The expected output is exactly the lines below, starting at the line with "point: man in" and ending at the line with "point: paper cup", both included; no other line belongs in it.

• **The data**:
[Start of Attachment]

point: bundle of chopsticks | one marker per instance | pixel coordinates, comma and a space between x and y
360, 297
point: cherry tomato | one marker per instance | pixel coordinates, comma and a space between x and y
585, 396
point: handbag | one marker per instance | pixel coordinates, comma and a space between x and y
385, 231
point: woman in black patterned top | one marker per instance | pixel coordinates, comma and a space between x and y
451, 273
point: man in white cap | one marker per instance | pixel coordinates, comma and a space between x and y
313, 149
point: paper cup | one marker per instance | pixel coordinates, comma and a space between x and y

[End of Attachment]
[Start of Attachment]

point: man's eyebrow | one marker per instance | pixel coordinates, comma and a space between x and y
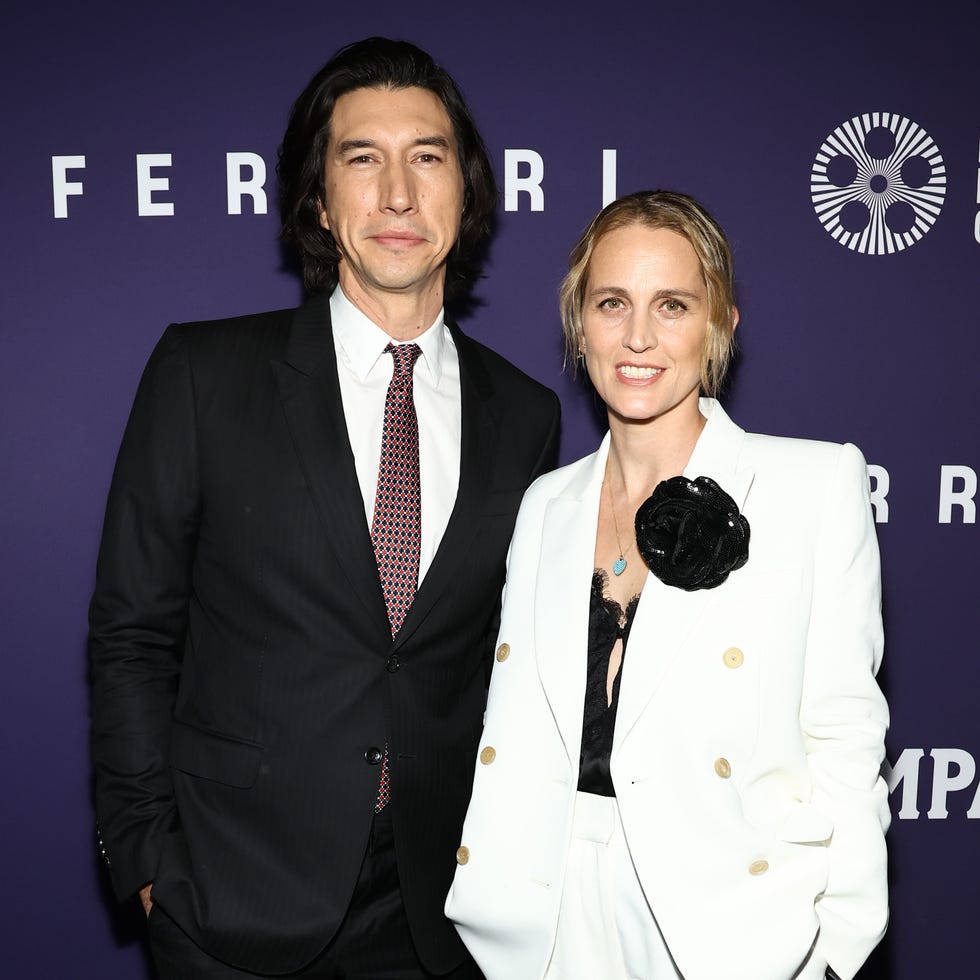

[End of Attachment]
[Start of Attachment]

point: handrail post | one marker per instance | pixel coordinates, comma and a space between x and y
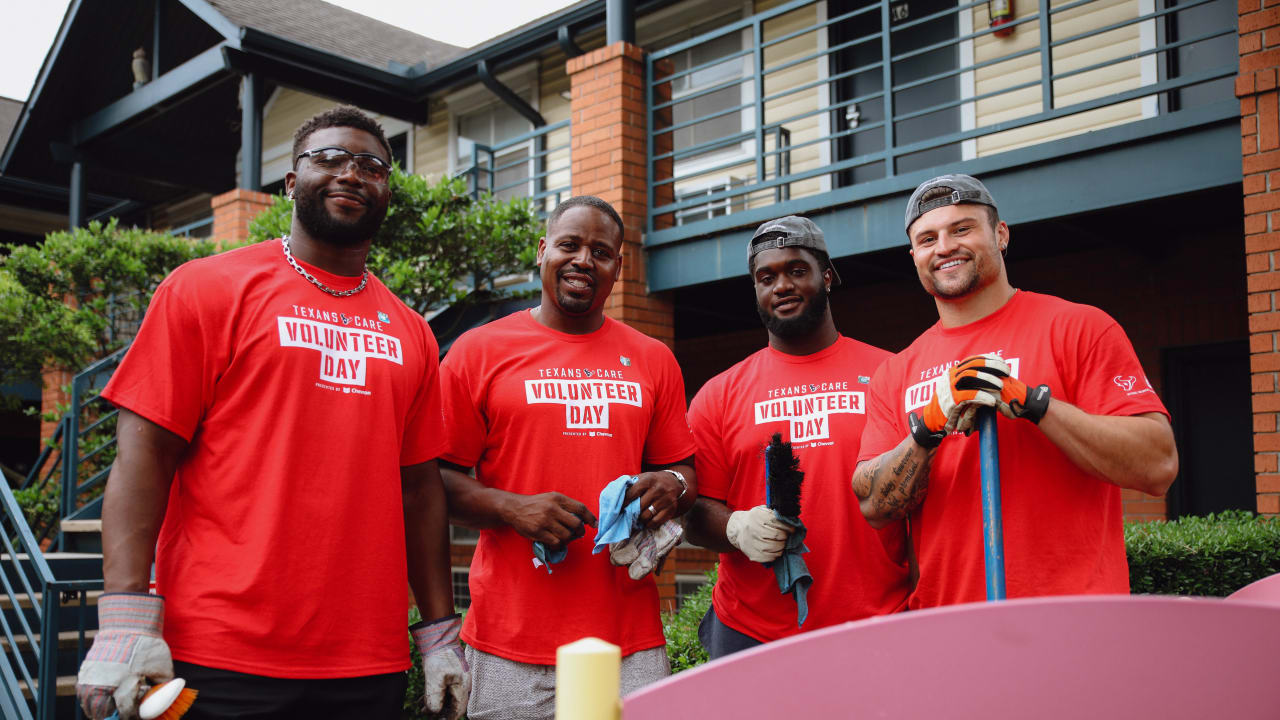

[End of Attachment]

• **Your response**:
point: man in white cap | one marker per instance | pixel coordinates, comma and a space between x and y
313, 149
point: paper cup | one marker per instance | pixel coordinates, comma and a space between x and y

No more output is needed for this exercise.